SHORT PROBLEM — Transcribe the passage below on wild and cultivated plants word for word, from "However, as has" to "our botanical rambles.".

SELECTED EXTRACT —

However, as has been said, what we have lost on one side we have gained on another. On every side bright immigrants meet the eye. Our old buildings and quarries often blaze with the Red Valerian (Kentranthus ruber) and Wallflower (Cheiranthus Cheiri); in fields Poppies of various kinds, Corn Cockle (Lychnis Githago), and Corn Blue-bottle (Centaurea Cyanus) add a glory to the rich green or gold of the cereals; dry banks and gravelly places are decorated with species of Melilot (Melilotus), Chamomile (Anthemis), Knapweed (Centaurea), and many others. The flora of harbours and docksides is often as cosmopolitan as the sailors of the ships by whose agency it came there; and the unfamiliar weeds—the gipsies and tramps of the plant world—which we encounter on roadsides, rubbish-heaps, and railway stations lend an additional interest to our botanical rambles.
Turning now to the plants which are used by man, it may be pointed out in the first place that the human race obtains much more, whether of profit or of pleasure, from the vegetable than from the animal kingdom. Flesh, whether derived from mammals, birds, or fishes; wool, silk, leather, oils, and so on, bulk much less than the grains, vegetables, fruits, timber, fibres, fodder plants, and other vegetable products which we use in our daily life. On the æsthetic side, again, while the beauty of birds and insects is a source of frequent delight, flowers play a part in daily life that the more delicate and sensitive animals can never do. Again, in the number of different species used, whether for profit or pleasure, the plant world takes precedence. This is especially the case as regards our farms and pleasure grounds, plants lending themselves much more readily to domestication than animals do. And so a suburban house may have a hundred or a thousand different plants in kitchen garden and flower plot, orchard, and shrubbery, while its animal dependents consist of a horse, a couple of dogs, a cat, some fowl, and a canary. So again a Botanic Garden may easily possess as many thousands of different species as a Zoological Garden contains hundreds.

INFORMATION SHOWN —
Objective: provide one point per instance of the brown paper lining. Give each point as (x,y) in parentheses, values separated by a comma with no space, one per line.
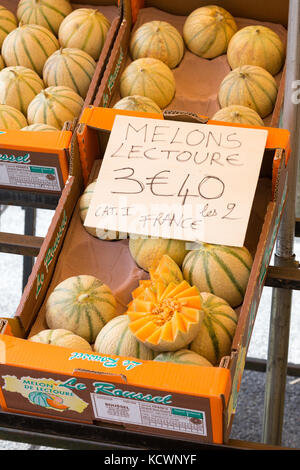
(198,80)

TASK SOLUTION —
However, as has been said, what we have lost on one side we have gained on another. On every side bright immigrants meet the eye. Our old buildings and quarries often blaze with the Red Valerian (Kentranthus ruber) and Wallflower (Cheiranthus Cheiri); in fields Poppies of various kinds, Corn Cockle (Lychnis Githago), and Corn Blue-bottle (Centaurea Cyanus) add a glory to the rich green or gold of the cereals; dry banks and gravelly places are decorated with species of Melilot (Melilotus), Chamomile (Anthemis), Knapweed (Centaurea), and many others. The flora of harbours and docksides is often as cosmopolitan as the sailors of the ships by whose agency it came there; and the unfamiliar weeds—the gipsies and tramps of the plant world—which we encounter on roadsides, rubbish-heaps, and railway stations lend an additional interest to our botanical rambles.